* Start *
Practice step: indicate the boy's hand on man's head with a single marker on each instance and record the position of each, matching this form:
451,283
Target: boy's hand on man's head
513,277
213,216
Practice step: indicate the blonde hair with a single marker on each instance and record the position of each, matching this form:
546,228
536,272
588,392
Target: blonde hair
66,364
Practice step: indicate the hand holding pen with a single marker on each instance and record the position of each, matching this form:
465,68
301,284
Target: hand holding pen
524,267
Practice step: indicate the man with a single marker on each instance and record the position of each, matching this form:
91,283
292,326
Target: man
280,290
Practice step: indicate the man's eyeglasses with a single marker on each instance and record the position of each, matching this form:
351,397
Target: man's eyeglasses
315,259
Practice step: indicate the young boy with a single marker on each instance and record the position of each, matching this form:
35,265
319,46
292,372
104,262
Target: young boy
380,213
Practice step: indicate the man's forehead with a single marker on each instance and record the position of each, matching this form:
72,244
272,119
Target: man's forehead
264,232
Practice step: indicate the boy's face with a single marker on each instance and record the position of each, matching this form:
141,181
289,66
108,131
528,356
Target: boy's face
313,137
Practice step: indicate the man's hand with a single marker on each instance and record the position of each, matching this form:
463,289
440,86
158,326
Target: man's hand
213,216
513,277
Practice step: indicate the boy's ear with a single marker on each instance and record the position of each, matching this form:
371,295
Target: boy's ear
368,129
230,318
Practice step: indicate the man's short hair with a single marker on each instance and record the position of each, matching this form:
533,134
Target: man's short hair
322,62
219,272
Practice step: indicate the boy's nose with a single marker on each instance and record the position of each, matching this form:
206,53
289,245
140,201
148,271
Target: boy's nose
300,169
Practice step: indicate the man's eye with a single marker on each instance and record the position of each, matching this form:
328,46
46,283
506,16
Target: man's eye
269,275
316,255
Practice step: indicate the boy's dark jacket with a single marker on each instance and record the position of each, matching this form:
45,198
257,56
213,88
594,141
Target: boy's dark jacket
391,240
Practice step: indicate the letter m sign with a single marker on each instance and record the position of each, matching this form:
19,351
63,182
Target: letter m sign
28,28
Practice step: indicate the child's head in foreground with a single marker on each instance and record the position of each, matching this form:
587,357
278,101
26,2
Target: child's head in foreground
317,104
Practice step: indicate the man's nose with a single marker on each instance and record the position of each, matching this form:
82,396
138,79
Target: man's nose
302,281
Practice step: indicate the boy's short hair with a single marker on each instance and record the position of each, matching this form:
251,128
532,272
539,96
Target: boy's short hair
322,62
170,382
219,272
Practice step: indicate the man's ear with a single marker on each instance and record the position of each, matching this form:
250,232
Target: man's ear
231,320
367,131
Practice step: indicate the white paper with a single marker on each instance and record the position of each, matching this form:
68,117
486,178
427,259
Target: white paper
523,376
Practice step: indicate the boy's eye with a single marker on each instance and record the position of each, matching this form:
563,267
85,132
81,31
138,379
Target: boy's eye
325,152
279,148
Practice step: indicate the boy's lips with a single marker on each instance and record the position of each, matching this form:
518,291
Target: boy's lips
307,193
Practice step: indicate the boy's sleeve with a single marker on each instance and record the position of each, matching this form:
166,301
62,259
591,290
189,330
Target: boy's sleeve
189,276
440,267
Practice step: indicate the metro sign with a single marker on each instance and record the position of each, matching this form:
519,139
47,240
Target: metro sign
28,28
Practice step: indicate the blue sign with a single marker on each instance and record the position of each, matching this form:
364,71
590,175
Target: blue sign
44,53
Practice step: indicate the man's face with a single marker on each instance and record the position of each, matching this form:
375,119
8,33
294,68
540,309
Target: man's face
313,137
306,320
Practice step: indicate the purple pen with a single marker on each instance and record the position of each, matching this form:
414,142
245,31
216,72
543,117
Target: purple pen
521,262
* End *
Work instructions: Everything from the line containing "Practice step: indicate the man's nose" to the end of the data above should be quoted exactly, please, both ends included, and nothing outside that span.

The result:
Practice step: indicate the man's nose with a single marker on each instance and record the position of each, matching this form:
82,396
138,79
Target: man's nose
302,281
Practice step: indicate the boy's short hair with a single marker on each instance and record the position of each, matching this form:
251,128
532,272
539,96
Target: boy's short hair
322,62
170,382
219,272
Practice step: indicate the man's ear with a single marker on each instance and record the position of each, matching this form:
250,232
Target: man's ear
231,320
367,131
Practice step: indicate the white paper with a single marker on each instance and record the position of each, matching this form:
68,117
486,178
427,259
Target: white paper
523,376
Practice step: indicate the boy's eye with a single marker on each instance and record the position of each, matching this form:
563,267
85,132
81,31
138,379
Target: boy's eye
325,152
279,148
Practice step: indicate the boy's lips with a single marker on each instance and record the position of each, matching this form:
518,291
Target: boy's lips
307,193
Practice step: indicate the boy's sleeve with a single marker on each instance and record the position of each, matching this form:
166,301
62,259
591,290
189,330
Target: boy's sleeve
189,276
440,267
Practice step: indicate the metro sign with a single marker on each instance and record the position of each, matching this form:
519,139
47,240
Target: metro sign
28,28
Practice step: indicate the blue sign with a single marker on each instance and record the position of each, matching this form:
364,71
590,175
Target: blue sign
44,53
Practice step: indicate the man's face with a single marker on each instance and record the position of each, matching this form:
375,119
8,33
294,68
540,309
Target: man's face
313,137
306,320
Practice step: indicate the purple pen with a single marker on each instance and record the position of each, matching this form:
414,142
245,31
216,72
543,117
Target: purple pen
521,262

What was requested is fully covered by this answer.